**Exercise prompt**:
In this exercise, every entry is to be transcribed exactly as written.
** Provided records follows **
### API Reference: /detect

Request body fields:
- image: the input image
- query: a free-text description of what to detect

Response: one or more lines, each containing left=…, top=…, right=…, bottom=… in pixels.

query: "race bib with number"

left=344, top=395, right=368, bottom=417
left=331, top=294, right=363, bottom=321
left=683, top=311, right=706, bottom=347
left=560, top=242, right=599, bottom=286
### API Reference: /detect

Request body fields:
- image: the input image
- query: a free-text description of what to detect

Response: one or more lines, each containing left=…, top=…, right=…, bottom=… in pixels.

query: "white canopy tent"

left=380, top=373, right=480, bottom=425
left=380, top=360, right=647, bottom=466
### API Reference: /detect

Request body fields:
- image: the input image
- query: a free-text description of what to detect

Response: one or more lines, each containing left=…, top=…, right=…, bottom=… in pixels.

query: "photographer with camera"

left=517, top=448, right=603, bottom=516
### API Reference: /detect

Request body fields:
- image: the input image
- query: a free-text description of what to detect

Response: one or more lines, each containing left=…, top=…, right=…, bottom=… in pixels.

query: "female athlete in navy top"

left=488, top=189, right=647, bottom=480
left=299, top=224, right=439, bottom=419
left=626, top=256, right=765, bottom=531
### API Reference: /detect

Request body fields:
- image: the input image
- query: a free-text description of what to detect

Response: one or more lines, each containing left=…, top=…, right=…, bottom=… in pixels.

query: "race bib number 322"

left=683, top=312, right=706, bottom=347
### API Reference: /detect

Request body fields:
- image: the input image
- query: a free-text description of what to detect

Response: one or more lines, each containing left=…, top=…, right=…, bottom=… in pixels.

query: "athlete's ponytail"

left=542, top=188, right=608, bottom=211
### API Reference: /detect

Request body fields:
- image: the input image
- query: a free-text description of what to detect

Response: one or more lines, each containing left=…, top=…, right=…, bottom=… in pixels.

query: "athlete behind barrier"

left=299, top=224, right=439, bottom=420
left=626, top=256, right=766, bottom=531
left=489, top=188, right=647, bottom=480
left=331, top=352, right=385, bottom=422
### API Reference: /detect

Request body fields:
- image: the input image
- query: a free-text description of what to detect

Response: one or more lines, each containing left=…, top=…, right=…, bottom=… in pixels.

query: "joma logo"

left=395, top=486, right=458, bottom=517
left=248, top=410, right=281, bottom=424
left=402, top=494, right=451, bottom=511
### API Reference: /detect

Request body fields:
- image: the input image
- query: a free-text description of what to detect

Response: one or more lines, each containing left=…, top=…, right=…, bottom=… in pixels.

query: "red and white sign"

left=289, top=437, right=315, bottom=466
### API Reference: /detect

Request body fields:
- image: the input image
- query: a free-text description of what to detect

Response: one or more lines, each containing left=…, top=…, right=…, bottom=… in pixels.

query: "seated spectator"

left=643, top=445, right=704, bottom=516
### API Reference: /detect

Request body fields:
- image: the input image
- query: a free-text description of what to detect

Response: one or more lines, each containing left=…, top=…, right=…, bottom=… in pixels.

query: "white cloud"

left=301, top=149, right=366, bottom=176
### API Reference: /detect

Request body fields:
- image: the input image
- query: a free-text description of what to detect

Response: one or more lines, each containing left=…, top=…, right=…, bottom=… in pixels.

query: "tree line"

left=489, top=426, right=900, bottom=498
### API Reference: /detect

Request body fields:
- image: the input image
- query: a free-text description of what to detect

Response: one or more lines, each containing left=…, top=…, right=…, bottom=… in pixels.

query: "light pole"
** End of Provided records **
**Output for this exercise**:
### API Reference: /detect

Request body fields:
- image: the input image
- query: a free-text description of what to detect

Response: one or more lines, each containing left=…, top=…, right=…, bottom=… in pixels.

query: "race bib with number"

left=344, top=395, right=368, bottom=417
left=331, top=294, right=363, bottom=321
left=683, top=311, right=706, bottom=347
left=560, top=242, right=599, bottom=286
### API Reference: /detect

Request body fields:
- image: the input image
- query: a free-text description of what to detect

Response: one or more lines, each containing left=…, top=…, right=…, bottom=… in pixels.

query: "white canopy tent"

left=380, top=373, right=480, bottom=425
left=380, top=360, right=647, bottom=466
### API Reference: /detect

Request body fields:
- image: the input image
- query: a free-text description of what to detect

Response: one or more lines, each containing left=…, top=…, right=…, bottom=… in pixels.

query: "photographer with camera"

left=517, top=448, right=603, bottom=516
### API Reference: /detect

Request body fields:
- image: the input image
- query: a free-text description of what to detect

Response: one or more lines, each containing left=…, top=…, right=…, bottom=… in pixels.

query: "female athlete in navy top"

left=488, top=189, right=647, bottom=480
left=299, top=224, right=439, bottom=419
left=626, top=256, right=765, bottom=531
### API Reference: /detect

Request body fields:
- image: the input image
- query: a free-text description of what to detect

Response: one or more lines, each containing left=…, top=…, right=…, bottom=… in pixels.

query: "race bib number 322"

left=683, top=312, right=706, bottom=347
### API Reference: /detect

Request body fields:
- image: the input image
- query: a free-text description of what to detect

Response: one or more lines, each containing left=…, top=…, right=…, bottom=… in pixels.

query: "athlete's ponytail"

left=542, top=188, right=608, bottom=211
### API Reference: /detect

Request body fields:
- image: the input image
- query: a free-text description of what to detect

Response: one or more lines, each containing left=…, top=…, right=…, bottom=… in pixels.

query: "athlete behind barrier"

left=299, top=224, right=439, bottom=420
left=626, top=256, right=766, bottom=531
left=489, top=188, right=647, bottom=480
left=331, top=352, right=385, bottom=422
### API Reference: /detect

Request body fields:
- image: the input image
- query: a free-text description of what to detect

Response: one or more lines, each containing left=…, top=…, right=…, bottom=… in pixels.

query: "joma logo"

left=395, top=486, right=458, bottom=517
left=248, top=410, right=281, bottom=424
left=402, top=494, right=451, bottom=511
### API Reference: /detect

Request body fields:
- image: the input image
- query: a free-text description of what to detect

Response: one or more lines, each containing left=…, top=…, right=…, bottom=… in pixels.

query: "red and white sign"

left=289, top=437, right=315, bottom=466
### API Reference: /detect

Request body fields:
- image: the input image
- query: a free-text description of what to detect

Response: one or more lines, each containing left=…, top=…, right=…, bottom=… in pixels.

query: "seated spectator"

left=643, top=445, right=704, bottom=516
### API Reference: /detect

Request body fields:
- image: the input image
- query: a free-text description of what to detect

Response: one or more lines, each containing left=…, top=…, right=…, bottom=… in pixels.

query: "white cloud"

left=301, top=149, right=366, bottom=176
### API Reference: /detect

Request body fields:
- image: the input image
- query: a free-text description of what to detect

Response: one or more lines, each containing left=…, top=…, right=…, bottom=… in pixels.

query: "tree line"

left=489, top=426, right=900, bottom=498
### API Reference: /detect

Request body fields:
- image: the input image
- query: a free-text description of what to detect

Response: one or more lines, each containing left=…, top=…, right=…, bottom=… in pixels.

query: "light pole"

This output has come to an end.